(RECORD SET)

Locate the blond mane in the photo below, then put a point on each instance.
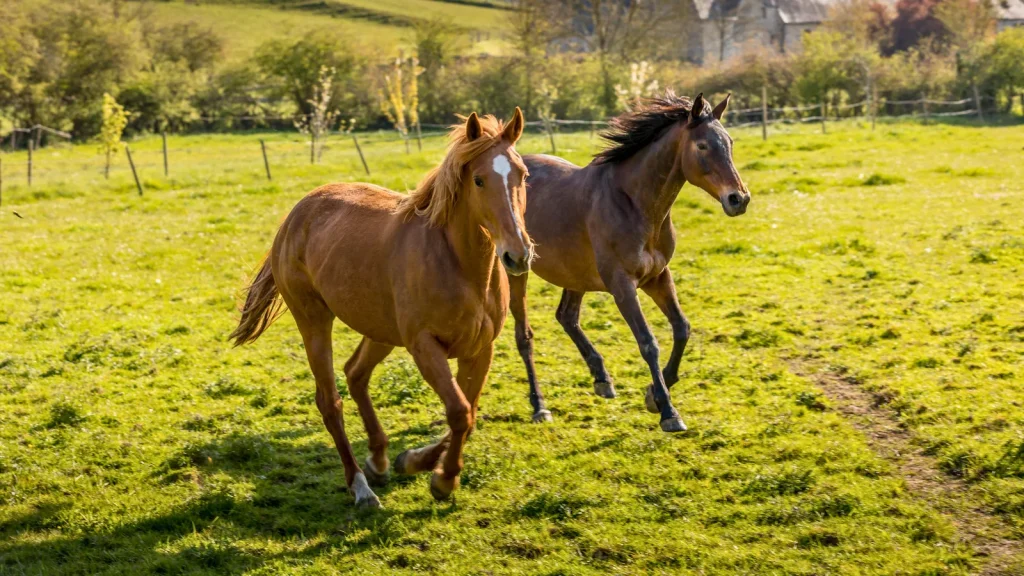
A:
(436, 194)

(End RECORD SET)
(RECORD SET)

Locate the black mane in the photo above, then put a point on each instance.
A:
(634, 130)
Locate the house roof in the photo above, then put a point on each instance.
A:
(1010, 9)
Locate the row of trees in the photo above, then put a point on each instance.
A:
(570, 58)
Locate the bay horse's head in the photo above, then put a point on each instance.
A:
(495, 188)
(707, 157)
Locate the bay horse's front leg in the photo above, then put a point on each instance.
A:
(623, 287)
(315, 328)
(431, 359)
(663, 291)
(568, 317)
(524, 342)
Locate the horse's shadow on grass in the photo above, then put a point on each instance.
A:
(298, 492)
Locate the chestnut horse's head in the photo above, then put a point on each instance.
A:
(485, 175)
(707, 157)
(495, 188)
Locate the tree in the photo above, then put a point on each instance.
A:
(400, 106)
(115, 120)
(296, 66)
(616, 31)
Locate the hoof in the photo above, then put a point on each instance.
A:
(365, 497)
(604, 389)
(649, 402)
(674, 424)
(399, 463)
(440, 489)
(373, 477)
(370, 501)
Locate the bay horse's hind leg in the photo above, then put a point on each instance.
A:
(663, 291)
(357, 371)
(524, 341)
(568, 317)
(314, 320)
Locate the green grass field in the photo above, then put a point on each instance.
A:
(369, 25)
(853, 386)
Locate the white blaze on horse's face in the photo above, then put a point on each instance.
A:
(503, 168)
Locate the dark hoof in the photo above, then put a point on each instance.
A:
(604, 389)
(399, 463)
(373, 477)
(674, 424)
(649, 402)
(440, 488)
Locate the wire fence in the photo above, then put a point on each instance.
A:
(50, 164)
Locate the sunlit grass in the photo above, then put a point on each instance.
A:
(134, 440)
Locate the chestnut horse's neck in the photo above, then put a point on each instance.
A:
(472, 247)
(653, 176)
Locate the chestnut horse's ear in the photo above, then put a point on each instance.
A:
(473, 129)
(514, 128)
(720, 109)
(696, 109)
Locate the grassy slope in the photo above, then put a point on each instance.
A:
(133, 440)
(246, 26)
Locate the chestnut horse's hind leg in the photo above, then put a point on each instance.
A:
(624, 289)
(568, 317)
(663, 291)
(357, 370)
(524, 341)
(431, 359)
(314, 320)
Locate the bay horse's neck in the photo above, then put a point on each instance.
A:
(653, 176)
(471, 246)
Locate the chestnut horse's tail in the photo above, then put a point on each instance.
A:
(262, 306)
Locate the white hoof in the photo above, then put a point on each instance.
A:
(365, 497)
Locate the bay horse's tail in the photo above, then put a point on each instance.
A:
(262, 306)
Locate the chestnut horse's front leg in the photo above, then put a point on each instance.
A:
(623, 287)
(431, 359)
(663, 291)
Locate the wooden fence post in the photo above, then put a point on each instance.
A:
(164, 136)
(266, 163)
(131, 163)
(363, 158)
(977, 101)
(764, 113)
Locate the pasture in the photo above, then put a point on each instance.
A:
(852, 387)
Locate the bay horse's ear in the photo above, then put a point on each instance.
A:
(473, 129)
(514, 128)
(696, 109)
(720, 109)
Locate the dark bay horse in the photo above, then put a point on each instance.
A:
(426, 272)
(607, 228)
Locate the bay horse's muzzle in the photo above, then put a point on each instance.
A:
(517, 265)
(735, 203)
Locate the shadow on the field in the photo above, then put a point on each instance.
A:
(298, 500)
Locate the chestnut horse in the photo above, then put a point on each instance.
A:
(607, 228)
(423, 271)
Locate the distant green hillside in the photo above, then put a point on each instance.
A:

(End RECORD SET)

■ ASSIGNMENT
The string "fence": state how many lines above contain it, giving nothing but the number.

■ OUTPUT BELOW
2